**SOURCE INFORMATION**
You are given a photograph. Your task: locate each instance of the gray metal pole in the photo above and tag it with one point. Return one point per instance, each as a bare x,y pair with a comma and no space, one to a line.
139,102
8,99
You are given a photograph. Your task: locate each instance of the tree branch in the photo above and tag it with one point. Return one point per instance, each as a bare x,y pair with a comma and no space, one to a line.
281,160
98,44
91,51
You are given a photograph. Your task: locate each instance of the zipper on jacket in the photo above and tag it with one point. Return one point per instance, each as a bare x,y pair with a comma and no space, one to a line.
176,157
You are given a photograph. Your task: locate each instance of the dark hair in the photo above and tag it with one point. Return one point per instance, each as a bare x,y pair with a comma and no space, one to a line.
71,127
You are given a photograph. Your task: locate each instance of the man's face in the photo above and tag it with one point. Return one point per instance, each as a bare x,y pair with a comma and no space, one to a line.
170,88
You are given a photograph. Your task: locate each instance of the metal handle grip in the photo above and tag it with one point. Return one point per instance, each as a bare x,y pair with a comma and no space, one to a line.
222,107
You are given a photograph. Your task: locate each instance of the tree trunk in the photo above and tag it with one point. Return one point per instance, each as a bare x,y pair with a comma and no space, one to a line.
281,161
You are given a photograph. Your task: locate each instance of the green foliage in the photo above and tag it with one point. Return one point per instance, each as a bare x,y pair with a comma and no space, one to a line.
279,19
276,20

**TASK PROMPT**
For each entry above, please make an exact copy.

**EXERCISE RESULT**
You are given a photograph. Your task: locate each instance of the gray metal pole in the photo above and tag it with one point. Return one point per instance, each as a bare x,y pair with a comma and no space, one to a line.
139,102
8,99
You are given a photograph. Your task: locate each instance of the tree branch in the photo above and tag it with one point. Return one point per instance, each as a bare x,y pair with a comma and no space, one to a line.
281,160
98,44
91,51
You are given a photograph. Your task: locate each instance of the zipper on jacket in the photo above and tag it with one point. Return one point per instance, each as a bare x,y pair with a comma and no space, one to a line.
176,157
You are given a photograph. Your task: locate each instance of the dark hair in the photo above and tag it with one point. Return one point per instance, each as a bare x,y pair with a comma and no space, one to a line.
71,127
You are given a photograph. Your task: locate each instance of the man's face in the photo above and tag it with one point. Return one point per instance, each as a bare x,y pair with a comma and no space, one to a line.
170,88
You are given a photograph. Your task: locate each instance of the metal handle grip in the photo above and tag it with one point. Return one point per instance, each as a bare x,y pair with a comma and no space, one to a line.
222,107
You are given a photograph. Your task: locate each instance of the tree trunk in the photo above and tag it with one point. Return one point per instance, each as a bare x,y pair with a comma and no space, one to a line.
281,161
You are given a photograph. Your task: locate each instance of the green foliage in the photo above and tag it with one point. Return one point per instance, each as a bare x,y pair with a comma and no space, one to a line.
279,19
276,20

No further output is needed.